_WORK REQUIRED:_ Gather each line in the records below that contains the string "water" and copy it in full. Treat the match as case-sensitive.

_EXCERPTED RECORDS:_
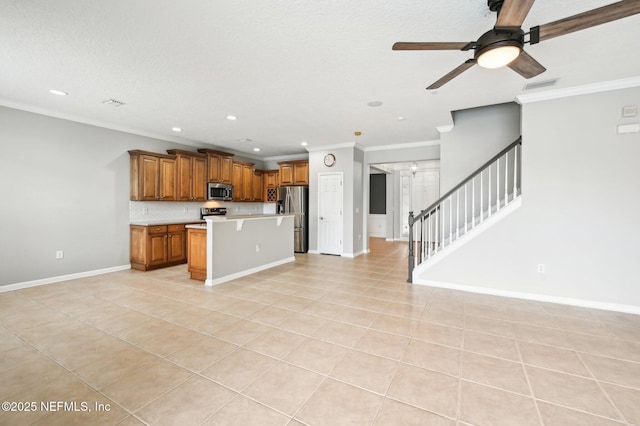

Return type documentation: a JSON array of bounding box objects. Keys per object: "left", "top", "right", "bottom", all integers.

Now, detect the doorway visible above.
[{"left": 318, "top": 173, "right": 343, "bottom": 255}]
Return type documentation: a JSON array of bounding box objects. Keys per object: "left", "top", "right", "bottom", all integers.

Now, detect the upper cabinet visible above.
[
  {"left": 278, "top": 160, "right": 309, "bottom": 186},
  {"left": 198, "top": 148, "right": 233, "bottom": 183},
  {"left": 262, "top": 170, "right": 280, "bottom": 203},
  {"left": 129, "top": 150, "right": 177, "bottom": 201},
  {"left": 251, "top": 170, "right": 264, "bottom": 201},
  {"left": 167, "top": 149, "right": 207, "bottom": 201},
  {"left": 231, "top": 161, "right": 255, "bottom": 201}
]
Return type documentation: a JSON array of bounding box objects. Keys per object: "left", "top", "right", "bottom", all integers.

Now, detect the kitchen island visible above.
[{"left": 187, "top": 214, "right": 295, "bottom": 286}]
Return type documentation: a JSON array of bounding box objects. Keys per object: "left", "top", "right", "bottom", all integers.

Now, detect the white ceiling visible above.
[{"left": 0, "top": 0, "right": 640, "bottom": 157}]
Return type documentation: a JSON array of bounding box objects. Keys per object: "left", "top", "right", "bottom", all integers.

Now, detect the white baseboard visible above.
[
  {"left": 341, "top": 250, "right": 369, "bottom": 258},
  {"left": 0, "top": 264, "right": 131, "bottom": 293},
  {"left": 413, "top": 280, "right": 640, "bottom": 315},
  {"left": 204, "top": 256, "right": 296, "bottom": 287}
]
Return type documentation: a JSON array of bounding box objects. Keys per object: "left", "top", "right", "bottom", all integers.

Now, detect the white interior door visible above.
[{"left": 318, "top": 173, "right": 343, "bottom": 255}]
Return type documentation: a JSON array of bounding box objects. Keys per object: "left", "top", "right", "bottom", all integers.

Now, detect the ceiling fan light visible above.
[{"left": 477, "top": 46, "right": 520, "bottom": 68}]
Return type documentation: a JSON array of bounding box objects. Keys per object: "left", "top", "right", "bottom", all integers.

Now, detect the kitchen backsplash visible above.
[{"left": 129, "top": 201, "right": 276, "bottom": 222}]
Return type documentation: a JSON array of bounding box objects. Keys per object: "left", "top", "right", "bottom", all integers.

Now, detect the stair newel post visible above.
[{"left": 407, "top": 211, "right": 414, "bottom": 283}]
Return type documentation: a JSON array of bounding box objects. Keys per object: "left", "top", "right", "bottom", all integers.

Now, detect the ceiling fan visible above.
[{"left": 393, "top": 0, "right": 640, "bottom": 90}]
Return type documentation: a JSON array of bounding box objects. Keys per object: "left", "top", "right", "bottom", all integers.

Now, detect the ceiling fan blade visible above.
[
  {"left": 392, "top": 41, "right": 469, "bottom": 50},
  {"left": 496, "top": 0, "right": 535, "bottom": 27},
  {"left": 539, "top": 0, "right": 640, "bottom": 41},
  {"left": 507, "top": 50, "right": 547, "bottom": 78},
  {"left": 427, "top": 59, "right": 476, "bottom": 90}
]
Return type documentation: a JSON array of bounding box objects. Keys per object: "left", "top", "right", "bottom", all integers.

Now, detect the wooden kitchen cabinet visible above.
[
  {"left": 278, "top": 160, "right": 309, "bottom": 186},
  {"left": 198, "top": 148, "right": 233, "bottom": 183},
  {"left": 262, "top": 170, "right": 280, "bottom": 203},
  {"left": 167, "top": 149, "right": 207, "bottom": 201},
  {"left": 231, "top": 161, "right": 253, "bottom": 201},
  {"left": 129, "top": 150, "right": 177, "bottom": 201},
  {"left": 129, "top": 224, "right": 187, "bottom": 271}
]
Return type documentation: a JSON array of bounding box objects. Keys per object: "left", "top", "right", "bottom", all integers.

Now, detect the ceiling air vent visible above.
[
  {"left": 522, "top": 78, "right": 558, "bottom": 90},
  {"left": 102, "top": 99, "right": 124, "bottom": 106}
]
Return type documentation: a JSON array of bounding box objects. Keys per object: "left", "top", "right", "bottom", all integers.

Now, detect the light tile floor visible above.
[{"left": 0, "top": 239, "right": 640, "bottom": 426}]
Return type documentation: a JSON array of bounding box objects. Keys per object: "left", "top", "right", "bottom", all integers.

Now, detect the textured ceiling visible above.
[{"left": 0, "top": 0, "right": 640, "bottom": 157}]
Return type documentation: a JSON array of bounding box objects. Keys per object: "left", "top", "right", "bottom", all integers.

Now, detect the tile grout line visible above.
[
  {"left": 576, "top": 352, "right": 629, "bottom": 424},
  {"left": 515, "top": 340, "right": 544, "bottom": 426}
]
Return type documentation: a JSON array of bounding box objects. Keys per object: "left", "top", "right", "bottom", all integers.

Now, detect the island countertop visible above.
[
  {"left": 214, "top": 213, "right": 293, "bottom": 221},
  {"left": 129, "top": 219, "right": 205, "bottom": 226}
]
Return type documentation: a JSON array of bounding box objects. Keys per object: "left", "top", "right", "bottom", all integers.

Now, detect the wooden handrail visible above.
[{"left": 409, "top": 137, "right": 522, "bottom": 225}]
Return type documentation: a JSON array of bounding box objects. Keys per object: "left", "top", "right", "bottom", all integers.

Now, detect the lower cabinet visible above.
[{"left": 129, "top": 223, "right": 187, "bottom": 271}]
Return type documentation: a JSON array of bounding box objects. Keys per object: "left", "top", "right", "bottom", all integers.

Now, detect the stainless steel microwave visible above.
[{"left": 207, "top": 182, "right": 233, "bottom": 201}]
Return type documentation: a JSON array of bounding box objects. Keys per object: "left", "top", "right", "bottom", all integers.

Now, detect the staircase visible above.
[{"left": 407, "top": 138, "right": 522, "bottom": 283}]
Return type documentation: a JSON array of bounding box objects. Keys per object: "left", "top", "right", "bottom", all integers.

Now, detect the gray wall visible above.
[
  {"left": 0, "top": 107, "right": 200, "bottom": 285},
  {"left": 440, "top": 102, "right": 520, "bottom": 194},
  {"left": 419, "top": 87, "right": 640, "bottom": 306}
]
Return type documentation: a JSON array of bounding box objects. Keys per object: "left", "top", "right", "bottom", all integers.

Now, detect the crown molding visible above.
[
  {"left": 516, "top": 77, "right": 640, "bottom": 105},
  {"left": 306, "top": 142, "right": 366, "bottom": 152},
  {"left": 365, "top": 140, "right": 440, "bottom": 152},
  {"left": 0, "top": 98, "right": 209, "bottom": 148}
]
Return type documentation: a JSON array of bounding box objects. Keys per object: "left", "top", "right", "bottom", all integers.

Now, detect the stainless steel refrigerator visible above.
[{"left": 276, "top": 186, "right": 309, "bottom": 253}]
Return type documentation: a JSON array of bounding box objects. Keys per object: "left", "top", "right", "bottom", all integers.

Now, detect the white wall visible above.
[
  {"left": 0, "top": 107, "right": 204, "bottom": 285},
  {"left": 417, "top": 87, "right": 640, "bottom": 307}
]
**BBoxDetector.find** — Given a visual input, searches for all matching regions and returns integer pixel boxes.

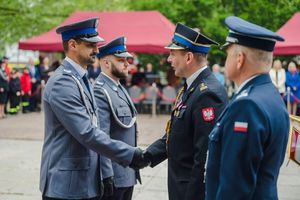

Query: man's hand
[129,148,150,170]
[103,176,114,197]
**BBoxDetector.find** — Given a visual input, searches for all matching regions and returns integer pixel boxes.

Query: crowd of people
[0,54,300,119]
[0,16,292,200]
[0,56,59,119]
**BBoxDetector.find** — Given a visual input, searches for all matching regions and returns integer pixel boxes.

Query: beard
[111,63,128,79]
[78,53,96,65]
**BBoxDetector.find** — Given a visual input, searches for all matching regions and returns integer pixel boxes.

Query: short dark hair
[63,38,82,52]
[181,49,207,63]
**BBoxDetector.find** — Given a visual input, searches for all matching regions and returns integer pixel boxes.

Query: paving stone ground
[0,113,300,200]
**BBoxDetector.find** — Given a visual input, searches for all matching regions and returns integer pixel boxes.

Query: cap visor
[80,35,104,43]
[165,42,185,50]
[114,52,133,58]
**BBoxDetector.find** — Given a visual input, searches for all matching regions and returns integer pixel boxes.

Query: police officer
[94,37,140,200]
[40,18,149,200]
[206,16,289,200]
[145,23,227,200]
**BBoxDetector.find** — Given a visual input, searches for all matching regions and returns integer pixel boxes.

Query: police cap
[97,37,133,58]
[56,17,104,43]
[223,16,284,52]
[165,23,219,54]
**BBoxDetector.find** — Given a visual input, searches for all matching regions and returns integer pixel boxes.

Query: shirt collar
[101,72,120,86]
[236,74,259,94]
[186,65,207,89]
[65,57,87,78]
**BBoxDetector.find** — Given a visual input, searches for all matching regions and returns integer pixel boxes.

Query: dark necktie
[181,80,187,99]
[118,84,134,114]
[82,74,91,94]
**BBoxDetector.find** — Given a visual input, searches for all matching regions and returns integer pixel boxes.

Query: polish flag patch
[202,107,215,122]
[234,122,248,133]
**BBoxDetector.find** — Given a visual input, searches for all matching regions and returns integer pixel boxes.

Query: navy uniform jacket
[94,73,139,187]
[206,74,289,200]
[147,68,227,200]
[40,60,135,199]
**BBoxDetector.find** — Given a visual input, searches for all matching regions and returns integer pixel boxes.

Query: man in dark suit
[94,37,140,200]
[145,23,227,200]
[40,18,147,200]
[206,16,289,200]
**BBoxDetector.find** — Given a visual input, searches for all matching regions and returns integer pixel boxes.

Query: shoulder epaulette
[199,82,208,92]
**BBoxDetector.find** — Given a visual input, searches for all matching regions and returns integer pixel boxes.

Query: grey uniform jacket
[40,60,135,199]
[94,73,140,187]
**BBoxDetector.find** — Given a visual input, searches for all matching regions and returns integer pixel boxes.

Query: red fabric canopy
[19,11,175,53]
[274,13,300,55]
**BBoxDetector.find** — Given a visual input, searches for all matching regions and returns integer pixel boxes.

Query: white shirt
[65,57,87,78]
[236,74,260,94]
[186,65,207,89]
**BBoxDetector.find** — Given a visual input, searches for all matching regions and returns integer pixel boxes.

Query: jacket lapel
[100,73,128,103]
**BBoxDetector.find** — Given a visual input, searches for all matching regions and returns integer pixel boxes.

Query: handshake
[129,148,151,170]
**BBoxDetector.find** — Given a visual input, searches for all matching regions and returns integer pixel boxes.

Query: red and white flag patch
[234,122,248,132]
[202,107,215,122]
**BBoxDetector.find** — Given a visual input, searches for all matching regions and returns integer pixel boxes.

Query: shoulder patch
[236,89,249,99]
[199,83,208,92]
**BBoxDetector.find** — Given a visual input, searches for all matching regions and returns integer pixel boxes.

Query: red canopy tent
[19,11,175,53]
[274,13,300,55]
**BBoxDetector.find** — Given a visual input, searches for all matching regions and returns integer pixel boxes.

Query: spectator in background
[21,67,32,113]
[2,56,11,114]
[87,59,101,83]
[39,56,51,83]
[26,58,41,111]
[145,63,159,84]
[167,67,181,89]
[2,56,11,80]
[0,60,8,119]
[212,64,225,85]
[270,60,286,96]
[285,61,300,115]
[8,69,21,115]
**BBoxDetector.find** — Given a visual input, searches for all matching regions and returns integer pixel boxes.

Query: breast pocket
[207,123,222,167]
[50,157,90,196]
[117,106,132,125]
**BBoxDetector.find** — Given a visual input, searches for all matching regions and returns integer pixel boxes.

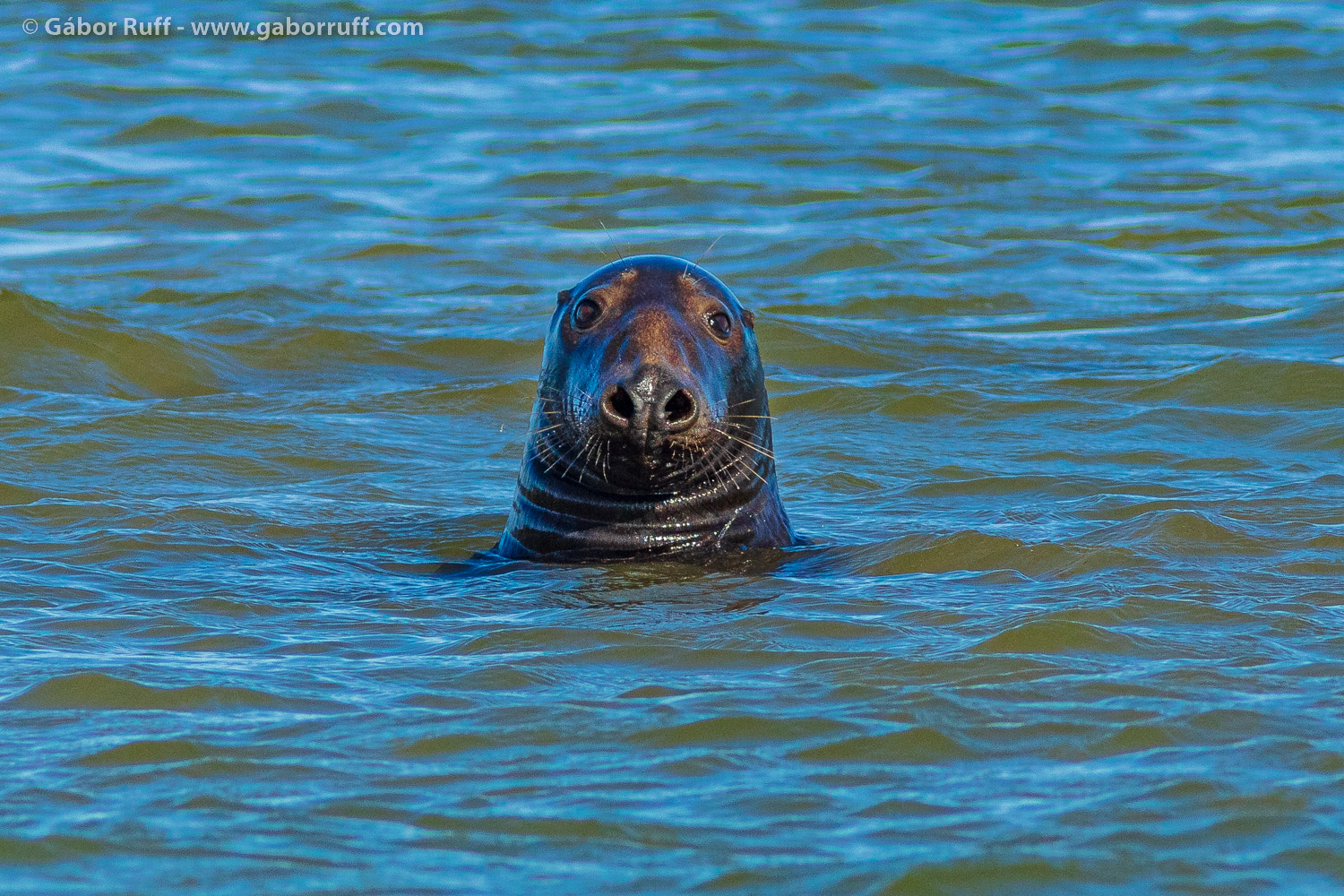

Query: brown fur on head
[534,255,769,490]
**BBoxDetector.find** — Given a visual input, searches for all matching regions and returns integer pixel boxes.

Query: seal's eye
[574,298,602,329]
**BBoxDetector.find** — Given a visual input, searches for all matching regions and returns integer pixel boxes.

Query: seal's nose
[601,364,701,446]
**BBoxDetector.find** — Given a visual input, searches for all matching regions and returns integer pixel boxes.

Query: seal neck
[497,418,792,560]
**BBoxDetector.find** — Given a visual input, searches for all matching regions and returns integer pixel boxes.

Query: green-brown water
[0,1,1344,896]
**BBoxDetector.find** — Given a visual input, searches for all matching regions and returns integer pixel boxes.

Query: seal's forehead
[570,255,741,307]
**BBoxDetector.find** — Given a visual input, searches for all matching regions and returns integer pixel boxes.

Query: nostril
[607,385,634,420]
[663,390,695,425]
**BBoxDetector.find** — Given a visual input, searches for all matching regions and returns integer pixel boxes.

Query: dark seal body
[496,255,795,560]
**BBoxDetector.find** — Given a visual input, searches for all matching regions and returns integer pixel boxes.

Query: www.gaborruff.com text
[23,16,425,40]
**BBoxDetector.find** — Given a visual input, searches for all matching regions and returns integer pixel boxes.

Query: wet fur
[496,255,795,560]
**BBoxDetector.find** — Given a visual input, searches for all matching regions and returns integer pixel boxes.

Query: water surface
[0,1,1344,896]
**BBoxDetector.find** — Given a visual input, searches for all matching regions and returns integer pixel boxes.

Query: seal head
[496,255,795,560]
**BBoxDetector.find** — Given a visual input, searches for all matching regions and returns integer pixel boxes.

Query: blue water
[0,0,1344,896]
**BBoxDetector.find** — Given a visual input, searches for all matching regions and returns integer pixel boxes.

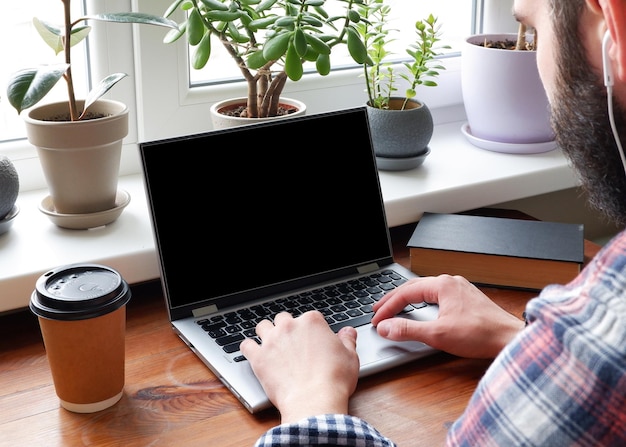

_TASK ANSWER:_
Query: green-brown water
Query: water surface
Query: blue water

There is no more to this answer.